TASK DATA
○ ○ ○ ○

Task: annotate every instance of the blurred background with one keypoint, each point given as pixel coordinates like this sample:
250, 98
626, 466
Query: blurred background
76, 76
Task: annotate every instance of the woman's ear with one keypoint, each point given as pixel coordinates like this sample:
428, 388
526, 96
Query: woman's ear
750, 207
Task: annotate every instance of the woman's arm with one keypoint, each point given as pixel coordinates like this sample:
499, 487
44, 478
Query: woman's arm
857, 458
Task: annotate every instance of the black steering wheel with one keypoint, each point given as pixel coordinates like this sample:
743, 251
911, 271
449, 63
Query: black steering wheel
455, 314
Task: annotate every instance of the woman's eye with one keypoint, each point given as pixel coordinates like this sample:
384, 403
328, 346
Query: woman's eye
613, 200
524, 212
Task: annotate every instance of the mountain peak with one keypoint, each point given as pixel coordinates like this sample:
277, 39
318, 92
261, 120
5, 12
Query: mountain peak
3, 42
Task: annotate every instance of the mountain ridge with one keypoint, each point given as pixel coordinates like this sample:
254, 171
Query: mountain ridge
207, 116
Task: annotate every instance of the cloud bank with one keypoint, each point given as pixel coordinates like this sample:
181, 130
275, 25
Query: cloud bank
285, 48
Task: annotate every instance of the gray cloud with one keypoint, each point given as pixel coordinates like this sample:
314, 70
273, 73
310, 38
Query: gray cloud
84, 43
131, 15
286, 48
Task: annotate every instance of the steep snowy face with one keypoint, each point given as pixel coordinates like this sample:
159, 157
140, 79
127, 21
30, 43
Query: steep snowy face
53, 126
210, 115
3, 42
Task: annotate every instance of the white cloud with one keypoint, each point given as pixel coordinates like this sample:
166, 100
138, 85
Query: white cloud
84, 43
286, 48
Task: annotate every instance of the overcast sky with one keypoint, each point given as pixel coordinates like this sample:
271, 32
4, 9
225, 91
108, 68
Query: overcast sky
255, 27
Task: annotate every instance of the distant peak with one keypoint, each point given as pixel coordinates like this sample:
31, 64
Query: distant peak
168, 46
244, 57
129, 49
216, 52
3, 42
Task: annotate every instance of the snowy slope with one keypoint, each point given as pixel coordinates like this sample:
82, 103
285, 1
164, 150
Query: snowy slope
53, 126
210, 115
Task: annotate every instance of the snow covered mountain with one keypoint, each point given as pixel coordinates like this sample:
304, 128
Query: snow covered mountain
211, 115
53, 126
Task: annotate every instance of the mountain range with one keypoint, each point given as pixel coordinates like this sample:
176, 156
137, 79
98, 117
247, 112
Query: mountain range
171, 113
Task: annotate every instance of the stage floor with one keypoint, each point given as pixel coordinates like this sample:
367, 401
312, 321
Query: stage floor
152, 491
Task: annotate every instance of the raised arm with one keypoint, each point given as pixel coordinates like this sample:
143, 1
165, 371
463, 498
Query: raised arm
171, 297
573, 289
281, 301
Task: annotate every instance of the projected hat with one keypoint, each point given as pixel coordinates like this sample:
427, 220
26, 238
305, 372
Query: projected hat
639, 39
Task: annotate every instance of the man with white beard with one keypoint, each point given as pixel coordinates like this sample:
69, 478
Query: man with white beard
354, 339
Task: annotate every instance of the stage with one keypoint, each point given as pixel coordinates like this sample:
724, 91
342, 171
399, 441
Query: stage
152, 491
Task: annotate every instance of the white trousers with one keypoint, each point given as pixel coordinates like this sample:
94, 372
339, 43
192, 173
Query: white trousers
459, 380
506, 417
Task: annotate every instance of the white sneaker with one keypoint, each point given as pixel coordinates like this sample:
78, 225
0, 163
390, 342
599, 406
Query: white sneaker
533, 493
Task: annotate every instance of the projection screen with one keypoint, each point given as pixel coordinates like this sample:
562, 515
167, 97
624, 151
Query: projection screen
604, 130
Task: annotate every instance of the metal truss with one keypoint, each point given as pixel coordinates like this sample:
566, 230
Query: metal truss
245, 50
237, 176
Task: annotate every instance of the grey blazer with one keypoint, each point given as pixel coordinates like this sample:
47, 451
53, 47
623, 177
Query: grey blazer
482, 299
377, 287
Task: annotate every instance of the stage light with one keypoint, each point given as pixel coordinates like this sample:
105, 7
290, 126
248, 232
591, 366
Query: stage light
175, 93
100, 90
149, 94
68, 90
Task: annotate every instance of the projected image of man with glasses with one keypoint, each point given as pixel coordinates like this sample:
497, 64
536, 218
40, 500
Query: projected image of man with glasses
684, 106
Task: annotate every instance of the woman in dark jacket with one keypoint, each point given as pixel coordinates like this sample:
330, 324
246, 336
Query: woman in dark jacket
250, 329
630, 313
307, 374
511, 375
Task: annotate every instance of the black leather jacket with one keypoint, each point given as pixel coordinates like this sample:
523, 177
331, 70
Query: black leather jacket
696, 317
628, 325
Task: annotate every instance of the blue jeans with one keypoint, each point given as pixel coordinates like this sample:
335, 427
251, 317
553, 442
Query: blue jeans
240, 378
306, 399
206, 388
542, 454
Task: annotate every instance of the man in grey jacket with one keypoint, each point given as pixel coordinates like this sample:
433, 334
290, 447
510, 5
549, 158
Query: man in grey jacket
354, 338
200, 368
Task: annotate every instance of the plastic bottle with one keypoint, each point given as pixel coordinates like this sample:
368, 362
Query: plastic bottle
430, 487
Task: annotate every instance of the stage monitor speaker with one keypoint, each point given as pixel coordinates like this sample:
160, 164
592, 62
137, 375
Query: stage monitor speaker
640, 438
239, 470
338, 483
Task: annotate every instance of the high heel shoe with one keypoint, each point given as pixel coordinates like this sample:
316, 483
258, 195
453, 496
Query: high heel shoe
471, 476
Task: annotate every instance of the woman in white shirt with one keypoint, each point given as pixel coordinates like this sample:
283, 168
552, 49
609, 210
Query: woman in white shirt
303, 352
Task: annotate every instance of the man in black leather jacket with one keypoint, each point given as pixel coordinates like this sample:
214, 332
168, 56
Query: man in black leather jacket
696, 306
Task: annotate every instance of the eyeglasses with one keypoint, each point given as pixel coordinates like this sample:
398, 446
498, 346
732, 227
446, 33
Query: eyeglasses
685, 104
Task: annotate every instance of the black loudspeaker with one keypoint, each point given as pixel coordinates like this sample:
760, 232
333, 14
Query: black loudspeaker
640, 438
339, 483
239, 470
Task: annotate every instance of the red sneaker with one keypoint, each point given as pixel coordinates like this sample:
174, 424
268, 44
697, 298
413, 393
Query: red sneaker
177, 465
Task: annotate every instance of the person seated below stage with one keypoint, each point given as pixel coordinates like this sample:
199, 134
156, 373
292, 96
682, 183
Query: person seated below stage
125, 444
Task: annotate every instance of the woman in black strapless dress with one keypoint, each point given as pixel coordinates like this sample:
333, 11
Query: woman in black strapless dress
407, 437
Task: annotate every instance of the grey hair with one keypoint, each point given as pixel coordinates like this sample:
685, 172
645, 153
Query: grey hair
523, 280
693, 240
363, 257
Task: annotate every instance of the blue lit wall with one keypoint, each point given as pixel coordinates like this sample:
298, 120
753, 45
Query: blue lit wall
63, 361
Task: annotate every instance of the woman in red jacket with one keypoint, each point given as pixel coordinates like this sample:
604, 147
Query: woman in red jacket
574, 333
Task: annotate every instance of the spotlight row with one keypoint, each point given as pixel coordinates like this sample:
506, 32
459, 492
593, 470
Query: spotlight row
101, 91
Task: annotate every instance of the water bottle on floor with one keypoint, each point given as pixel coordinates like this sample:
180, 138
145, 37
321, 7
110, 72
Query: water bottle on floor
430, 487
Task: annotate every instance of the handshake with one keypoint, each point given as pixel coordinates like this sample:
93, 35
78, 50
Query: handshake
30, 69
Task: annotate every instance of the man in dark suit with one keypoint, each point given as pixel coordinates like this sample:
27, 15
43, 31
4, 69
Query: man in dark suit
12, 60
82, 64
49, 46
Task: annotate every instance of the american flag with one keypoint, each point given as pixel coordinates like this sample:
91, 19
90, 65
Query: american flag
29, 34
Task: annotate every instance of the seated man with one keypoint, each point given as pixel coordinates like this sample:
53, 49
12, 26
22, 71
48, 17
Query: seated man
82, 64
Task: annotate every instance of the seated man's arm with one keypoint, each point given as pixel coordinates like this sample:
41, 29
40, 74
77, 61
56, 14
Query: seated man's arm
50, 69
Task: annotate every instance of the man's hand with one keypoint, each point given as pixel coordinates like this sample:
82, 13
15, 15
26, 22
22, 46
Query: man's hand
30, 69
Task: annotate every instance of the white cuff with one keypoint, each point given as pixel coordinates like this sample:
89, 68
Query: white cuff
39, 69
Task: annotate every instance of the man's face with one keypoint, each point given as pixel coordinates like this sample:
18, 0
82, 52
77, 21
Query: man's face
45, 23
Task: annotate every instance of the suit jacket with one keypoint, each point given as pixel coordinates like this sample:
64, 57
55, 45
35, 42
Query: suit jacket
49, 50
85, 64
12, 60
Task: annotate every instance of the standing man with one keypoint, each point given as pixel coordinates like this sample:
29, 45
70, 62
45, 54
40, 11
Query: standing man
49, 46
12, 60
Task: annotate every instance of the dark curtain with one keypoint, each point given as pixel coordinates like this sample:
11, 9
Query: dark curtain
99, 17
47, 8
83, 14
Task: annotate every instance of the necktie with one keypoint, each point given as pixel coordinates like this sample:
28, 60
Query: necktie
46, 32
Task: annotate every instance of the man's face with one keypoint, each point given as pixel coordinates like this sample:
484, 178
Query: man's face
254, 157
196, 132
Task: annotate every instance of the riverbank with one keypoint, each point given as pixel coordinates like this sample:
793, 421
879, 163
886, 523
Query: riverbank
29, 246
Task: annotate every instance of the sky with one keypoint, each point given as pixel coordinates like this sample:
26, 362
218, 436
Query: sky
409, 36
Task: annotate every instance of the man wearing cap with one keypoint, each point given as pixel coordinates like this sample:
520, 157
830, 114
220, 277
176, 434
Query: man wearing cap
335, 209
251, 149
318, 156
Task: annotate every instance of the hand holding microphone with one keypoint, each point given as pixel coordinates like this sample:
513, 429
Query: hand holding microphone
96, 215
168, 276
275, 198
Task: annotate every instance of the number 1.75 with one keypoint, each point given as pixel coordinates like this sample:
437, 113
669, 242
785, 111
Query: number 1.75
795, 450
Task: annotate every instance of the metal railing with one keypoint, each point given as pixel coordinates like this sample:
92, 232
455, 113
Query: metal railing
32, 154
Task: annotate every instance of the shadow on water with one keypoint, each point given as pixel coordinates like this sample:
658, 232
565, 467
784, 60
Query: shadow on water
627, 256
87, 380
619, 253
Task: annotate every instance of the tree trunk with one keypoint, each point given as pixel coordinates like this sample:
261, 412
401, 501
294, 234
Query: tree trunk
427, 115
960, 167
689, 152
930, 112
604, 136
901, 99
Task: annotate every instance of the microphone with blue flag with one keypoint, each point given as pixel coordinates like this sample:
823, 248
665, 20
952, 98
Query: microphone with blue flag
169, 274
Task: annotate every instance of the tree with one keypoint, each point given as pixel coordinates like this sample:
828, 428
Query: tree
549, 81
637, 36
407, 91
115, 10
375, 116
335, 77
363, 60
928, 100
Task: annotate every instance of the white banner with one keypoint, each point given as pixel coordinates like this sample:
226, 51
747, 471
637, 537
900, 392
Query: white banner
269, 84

○ ○ ○ ○

WHAT IS BEING ASKED
Repeat only the stretch of lines that opens with the line containing "Task: annotate every instance of the metal railing" and closes with the final line of the entries, both included, exactly as written.

EXERCISE SOLUTION
Task: annotate every instance of the metal railing with one keypoint, each point given as pixel coordinates like this sample:
92, 232
455, 113
Query: metal railing
32, 154
Task: annotate every instance of the shadow on water with one keypoint, each point given as pixel coordinates like this sample:
658, 232
565, 467
784, 60
Query: shadow on water
627, 256
87, 380
619, 253
Task: annotate every instance of the tree trunk with one keypoint, each point given as pixel coordinates like this sample:
261, 412
401, 501
294, 234
Query: tree trunk
427, 115
960, 167
689, 152
930, 112
604, 136
901, 99
Task: annotate every instance of the microphone with blue flag with one keypoint, each point given as pixel coordinates like this sample:
823, 248
665, 20
952, 98
Query: microphone with blue flag
169, 274
Task: annotate every instance of the tree with one keypoint, each point given as pixel coordinates like this sample:
828, 428
Query: tree
549, 81
637, 36
407, 91
115, 10
375, 116
335, 77
363, 60
928, 100
Task: annotate every instance of the white banner with one keypoint, each point given as pixel coordinates like this sample:
226, 51
747, 471
637, 537
900, 392
Query: white banner
269, 84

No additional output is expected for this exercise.